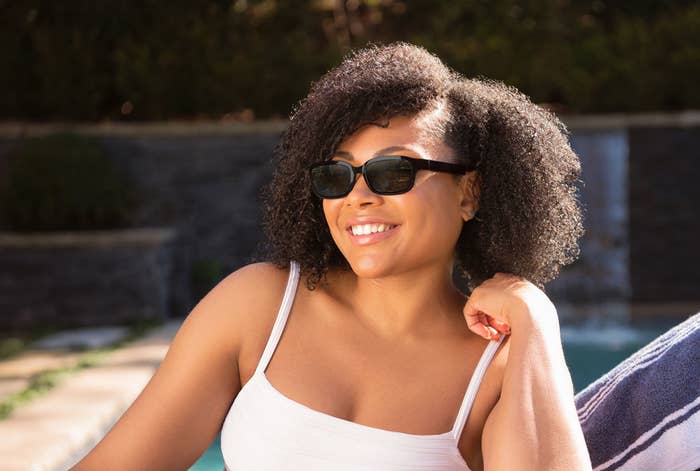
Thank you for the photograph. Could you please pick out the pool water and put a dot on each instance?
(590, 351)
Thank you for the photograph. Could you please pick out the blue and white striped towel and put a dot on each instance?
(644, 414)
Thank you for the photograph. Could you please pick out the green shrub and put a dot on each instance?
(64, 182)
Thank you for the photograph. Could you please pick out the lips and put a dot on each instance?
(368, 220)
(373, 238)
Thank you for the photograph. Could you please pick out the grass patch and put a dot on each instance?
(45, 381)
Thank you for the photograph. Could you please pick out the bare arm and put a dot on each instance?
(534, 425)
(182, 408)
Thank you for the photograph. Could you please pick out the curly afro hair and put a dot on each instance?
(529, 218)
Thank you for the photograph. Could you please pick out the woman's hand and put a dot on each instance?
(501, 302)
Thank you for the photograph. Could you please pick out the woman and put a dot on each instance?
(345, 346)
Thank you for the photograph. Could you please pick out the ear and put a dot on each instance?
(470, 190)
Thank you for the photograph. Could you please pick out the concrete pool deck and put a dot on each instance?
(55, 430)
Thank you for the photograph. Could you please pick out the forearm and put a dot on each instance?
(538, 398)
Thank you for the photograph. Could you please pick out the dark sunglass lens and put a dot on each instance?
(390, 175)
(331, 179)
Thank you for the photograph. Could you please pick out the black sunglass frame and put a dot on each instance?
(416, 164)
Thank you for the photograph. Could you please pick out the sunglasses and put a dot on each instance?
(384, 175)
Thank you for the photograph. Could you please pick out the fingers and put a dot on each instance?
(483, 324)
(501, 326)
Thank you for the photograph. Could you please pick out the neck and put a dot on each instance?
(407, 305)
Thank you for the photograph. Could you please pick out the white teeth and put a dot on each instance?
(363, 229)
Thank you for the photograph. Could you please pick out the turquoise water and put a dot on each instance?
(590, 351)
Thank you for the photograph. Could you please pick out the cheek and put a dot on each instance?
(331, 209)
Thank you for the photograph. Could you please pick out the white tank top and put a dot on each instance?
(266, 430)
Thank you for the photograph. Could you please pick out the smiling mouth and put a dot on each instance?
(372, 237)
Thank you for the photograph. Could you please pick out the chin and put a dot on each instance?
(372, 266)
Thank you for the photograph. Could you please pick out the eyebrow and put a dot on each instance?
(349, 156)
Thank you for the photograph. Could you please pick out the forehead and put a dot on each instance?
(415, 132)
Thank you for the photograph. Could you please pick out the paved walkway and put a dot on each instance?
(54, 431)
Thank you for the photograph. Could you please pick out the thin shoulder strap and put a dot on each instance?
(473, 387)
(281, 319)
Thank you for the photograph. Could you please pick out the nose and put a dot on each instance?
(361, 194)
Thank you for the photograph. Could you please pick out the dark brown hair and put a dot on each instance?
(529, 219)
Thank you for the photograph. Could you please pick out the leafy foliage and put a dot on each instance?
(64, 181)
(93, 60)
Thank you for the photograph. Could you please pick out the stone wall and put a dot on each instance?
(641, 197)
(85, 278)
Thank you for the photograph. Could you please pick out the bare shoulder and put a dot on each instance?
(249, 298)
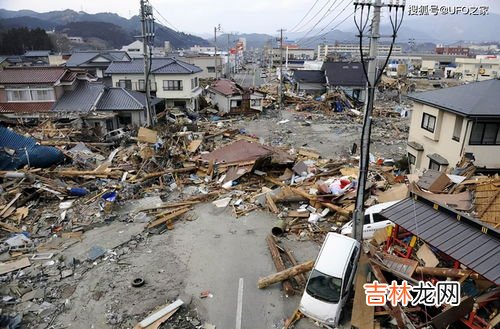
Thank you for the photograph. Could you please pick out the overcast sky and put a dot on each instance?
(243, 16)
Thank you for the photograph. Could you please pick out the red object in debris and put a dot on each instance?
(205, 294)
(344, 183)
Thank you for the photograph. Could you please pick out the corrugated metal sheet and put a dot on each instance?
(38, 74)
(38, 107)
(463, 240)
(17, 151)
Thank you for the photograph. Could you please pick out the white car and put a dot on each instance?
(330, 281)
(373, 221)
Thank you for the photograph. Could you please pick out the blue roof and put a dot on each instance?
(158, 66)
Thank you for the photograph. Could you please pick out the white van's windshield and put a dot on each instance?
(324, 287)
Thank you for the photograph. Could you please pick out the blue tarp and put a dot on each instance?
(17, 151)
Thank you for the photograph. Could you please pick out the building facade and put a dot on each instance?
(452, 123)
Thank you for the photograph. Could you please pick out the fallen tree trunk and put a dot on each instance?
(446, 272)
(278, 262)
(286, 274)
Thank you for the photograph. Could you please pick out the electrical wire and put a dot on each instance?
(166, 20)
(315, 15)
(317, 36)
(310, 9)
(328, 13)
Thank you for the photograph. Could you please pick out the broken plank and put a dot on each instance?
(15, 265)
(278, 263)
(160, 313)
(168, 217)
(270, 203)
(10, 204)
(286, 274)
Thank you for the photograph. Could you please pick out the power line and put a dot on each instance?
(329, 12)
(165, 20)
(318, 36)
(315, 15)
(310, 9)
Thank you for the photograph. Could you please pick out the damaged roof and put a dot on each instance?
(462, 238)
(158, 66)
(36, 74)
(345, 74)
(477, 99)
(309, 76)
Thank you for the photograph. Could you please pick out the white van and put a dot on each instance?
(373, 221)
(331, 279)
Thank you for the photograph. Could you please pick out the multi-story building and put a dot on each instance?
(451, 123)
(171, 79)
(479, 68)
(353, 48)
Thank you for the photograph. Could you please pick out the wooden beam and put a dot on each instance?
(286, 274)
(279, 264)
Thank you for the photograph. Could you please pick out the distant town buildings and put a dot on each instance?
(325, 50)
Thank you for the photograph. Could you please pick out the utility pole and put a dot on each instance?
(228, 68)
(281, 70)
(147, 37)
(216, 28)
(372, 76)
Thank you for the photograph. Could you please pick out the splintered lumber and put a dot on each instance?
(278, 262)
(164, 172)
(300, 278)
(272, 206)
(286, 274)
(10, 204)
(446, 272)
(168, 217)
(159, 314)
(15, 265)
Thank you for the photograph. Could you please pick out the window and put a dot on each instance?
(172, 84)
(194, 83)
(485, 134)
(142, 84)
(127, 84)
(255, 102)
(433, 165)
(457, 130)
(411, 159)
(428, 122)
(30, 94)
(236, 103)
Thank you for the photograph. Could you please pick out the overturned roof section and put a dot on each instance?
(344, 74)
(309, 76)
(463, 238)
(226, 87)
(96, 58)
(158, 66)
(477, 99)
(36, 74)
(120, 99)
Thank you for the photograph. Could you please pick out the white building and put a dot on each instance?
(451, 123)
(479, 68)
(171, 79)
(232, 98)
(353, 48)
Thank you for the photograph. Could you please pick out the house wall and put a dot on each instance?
_ _ _ _ _ _ _
What the task requires – From the line holding "out the multi-story" down to the final line above, quote every line exactly and only those lines.

Solution for this exercise –
Thank you for the photograph. Could you please pick out the multi-story building and put a dot on each instance?
(451, 123)
(171, 79)
(479, 68)
(353, 48)
Thank you for the photograph. Could you please pick out the wooden beam and put a dot on each instance?
(286, 274)
(279, 264)
Thank you for the photograph. Could you please pick out the distant town buildings and put a dot on each instance?
(325, 50)
Thank you for the photograph. Could you please pick out the utility pole and put a dot on each instance?
(228, 68)
(281, 70)
(147, 37)
(216, 28)
(372, 76)
Thank you for the photograph. Could you please pick out the splintered lumber and put a dot on each instance?
(278, 262)
(164, 172)
(300, 278)
(272, 206)
(286, 274)
(10, 204)
(446, 272)
(168, 217)
(159, 314)
(15, 265)
Thank you for the photograph. Could you please pick out the window and put a dot on each instance?
(172, 84)
(194, 83)
(485, 134)
(142, 84)
(127, 84)
(255, 102)
(433, 165)
(457, 130)
(411, 159)
(428, 122)
(30, 94)
(236, 103)
Thank you for the photograph. Could you please pick out the overturned roof section and put a dot on each instance?
(344, 74)
(309, 76)
(463, 238)
(226, 87)
(96, 58)
(158, 66)
(477, 99)
(36, 74)
(120, 99)
Thank you for the photograph. Could you please pick out the white building and put a dot on each instance?
(451, 123)
(479, 68)
(171, 79)
(232, 98)
(353, 48)
Thank you for the photograph. Could you please pick out the house wall and put a dot on each instance?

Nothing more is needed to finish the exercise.